— START —
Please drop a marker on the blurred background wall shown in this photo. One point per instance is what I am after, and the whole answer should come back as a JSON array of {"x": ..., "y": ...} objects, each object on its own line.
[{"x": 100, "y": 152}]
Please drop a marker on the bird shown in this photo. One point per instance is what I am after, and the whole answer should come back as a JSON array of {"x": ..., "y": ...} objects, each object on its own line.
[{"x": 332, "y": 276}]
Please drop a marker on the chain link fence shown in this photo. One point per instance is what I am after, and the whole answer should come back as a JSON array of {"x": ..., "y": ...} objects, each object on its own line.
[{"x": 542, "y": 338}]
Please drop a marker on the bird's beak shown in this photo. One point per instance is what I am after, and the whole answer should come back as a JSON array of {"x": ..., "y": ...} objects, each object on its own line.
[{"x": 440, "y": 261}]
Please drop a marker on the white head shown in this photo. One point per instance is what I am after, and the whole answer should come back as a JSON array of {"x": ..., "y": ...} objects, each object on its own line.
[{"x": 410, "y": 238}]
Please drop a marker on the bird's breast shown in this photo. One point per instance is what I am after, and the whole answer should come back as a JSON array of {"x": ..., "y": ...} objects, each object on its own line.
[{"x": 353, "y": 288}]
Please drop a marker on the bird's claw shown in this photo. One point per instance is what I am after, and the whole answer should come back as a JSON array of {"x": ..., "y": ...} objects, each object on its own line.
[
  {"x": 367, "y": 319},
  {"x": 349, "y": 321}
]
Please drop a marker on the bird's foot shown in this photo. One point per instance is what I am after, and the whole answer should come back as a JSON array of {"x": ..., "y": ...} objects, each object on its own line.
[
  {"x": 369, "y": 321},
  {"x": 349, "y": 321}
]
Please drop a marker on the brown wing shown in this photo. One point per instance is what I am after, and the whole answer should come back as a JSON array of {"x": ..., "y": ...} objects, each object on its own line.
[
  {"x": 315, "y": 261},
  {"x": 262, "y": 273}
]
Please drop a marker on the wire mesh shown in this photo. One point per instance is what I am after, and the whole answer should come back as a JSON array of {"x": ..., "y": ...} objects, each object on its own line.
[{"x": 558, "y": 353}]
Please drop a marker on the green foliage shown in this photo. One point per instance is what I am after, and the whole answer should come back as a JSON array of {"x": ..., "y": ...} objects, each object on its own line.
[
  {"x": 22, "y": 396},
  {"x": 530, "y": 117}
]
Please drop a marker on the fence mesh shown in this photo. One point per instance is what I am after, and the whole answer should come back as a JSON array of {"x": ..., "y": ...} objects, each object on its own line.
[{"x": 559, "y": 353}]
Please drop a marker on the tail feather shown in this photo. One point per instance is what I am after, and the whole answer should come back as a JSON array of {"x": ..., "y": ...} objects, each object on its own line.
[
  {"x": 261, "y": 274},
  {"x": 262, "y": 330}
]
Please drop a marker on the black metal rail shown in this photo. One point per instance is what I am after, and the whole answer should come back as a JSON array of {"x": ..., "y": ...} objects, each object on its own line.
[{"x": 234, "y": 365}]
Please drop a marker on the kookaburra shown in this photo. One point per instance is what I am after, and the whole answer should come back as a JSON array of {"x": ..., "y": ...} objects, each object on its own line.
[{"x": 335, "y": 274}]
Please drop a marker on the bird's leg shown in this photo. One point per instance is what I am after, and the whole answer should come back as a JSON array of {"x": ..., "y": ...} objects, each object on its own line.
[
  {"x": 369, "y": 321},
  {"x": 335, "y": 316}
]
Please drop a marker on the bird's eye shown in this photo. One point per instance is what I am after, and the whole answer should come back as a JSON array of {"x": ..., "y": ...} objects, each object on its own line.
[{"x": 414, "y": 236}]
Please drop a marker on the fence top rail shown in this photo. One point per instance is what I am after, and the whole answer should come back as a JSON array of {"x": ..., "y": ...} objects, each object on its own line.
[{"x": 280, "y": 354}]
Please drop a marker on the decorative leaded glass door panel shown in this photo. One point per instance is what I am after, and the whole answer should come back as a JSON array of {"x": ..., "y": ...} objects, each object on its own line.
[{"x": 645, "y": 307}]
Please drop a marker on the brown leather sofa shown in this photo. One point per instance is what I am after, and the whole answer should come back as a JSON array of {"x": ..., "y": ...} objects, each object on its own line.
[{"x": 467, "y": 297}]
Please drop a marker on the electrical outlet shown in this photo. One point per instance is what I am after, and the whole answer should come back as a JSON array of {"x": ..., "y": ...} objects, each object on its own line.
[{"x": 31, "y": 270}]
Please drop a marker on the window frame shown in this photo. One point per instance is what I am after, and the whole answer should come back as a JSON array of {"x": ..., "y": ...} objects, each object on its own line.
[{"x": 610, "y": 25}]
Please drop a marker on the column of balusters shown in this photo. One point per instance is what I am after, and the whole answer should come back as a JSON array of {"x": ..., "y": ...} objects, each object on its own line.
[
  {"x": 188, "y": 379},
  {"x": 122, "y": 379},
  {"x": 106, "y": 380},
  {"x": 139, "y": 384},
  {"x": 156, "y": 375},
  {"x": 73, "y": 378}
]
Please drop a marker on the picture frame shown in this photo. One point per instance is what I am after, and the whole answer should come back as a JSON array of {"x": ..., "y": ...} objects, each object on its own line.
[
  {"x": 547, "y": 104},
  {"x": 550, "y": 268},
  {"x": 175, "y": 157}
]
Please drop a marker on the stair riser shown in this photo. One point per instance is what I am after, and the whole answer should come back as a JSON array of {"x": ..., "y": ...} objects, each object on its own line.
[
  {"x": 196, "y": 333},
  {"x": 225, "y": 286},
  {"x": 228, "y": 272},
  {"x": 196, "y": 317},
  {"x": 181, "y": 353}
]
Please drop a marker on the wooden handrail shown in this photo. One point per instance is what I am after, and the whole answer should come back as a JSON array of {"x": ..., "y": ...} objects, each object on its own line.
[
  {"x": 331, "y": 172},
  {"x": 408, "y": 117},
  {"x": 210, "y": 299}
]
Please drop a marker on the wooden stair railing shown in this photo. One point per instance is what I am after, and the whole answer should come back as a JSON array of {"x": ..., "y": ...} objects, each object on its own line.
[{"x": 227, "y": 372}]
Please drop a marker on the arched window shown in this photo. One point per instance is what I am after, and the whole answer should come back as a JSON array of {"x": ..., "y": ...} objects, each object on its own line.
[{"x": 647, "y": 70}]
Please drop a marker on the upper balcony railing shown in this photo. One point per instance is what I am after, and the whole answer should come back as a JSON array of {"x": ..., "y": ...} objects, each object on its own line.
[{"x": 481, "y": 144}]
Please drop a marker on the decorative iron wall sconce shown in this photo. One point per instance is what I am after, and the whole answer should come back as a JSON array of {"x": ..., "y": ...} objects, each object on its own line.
— END —
Given request:
Each line from the one containing "Please drop a marker on the wooden handrail" to the final line of the entries above must be returned exactly, and no other line may appear.

Problem solution:
Please drop a marker on the wooden handrail shown in this photo. One point per instance is what I am after, and the whole answer should come back as a JSON array of {"x": ..., "y": ...} objects, each object on its own line.
[
  {"x": 331, "y": 172},
  {"x": 408, "y": 117},
  {"x": 210, "y": 299}
]
Please drop a marker on the wooden stair railing shown in this photo. One point per instance is what I am after, and the whole answer should come back as a JSON array of {"x": ..., "y": ...} objects, each object on its own line.
[{"x": 227, "y": 372}]
Please drop a marker on the arched window shown in this photo. One point per instance is what I am after, and the whole answer should come back as a JSON array of {"x": ..., "y": ...} objects, each object on its own line.
[{"x": 647, "y": 70}]
Please drop a marker on the upper balcony railing shown in this photo. One point per instance is what I am after, and the whole answer should come back as a JSON array of {"x": ..., "y": ...} objects, each object on its own line.
[{"x": 481, "y": 144}]
Please drop a marker on the decorative iron wall sconce shown in this photo. One point per instance is what I am after, and the whole answer should come back as a JSON array of {"x": ..., "y": ...} objects, each object on its own line.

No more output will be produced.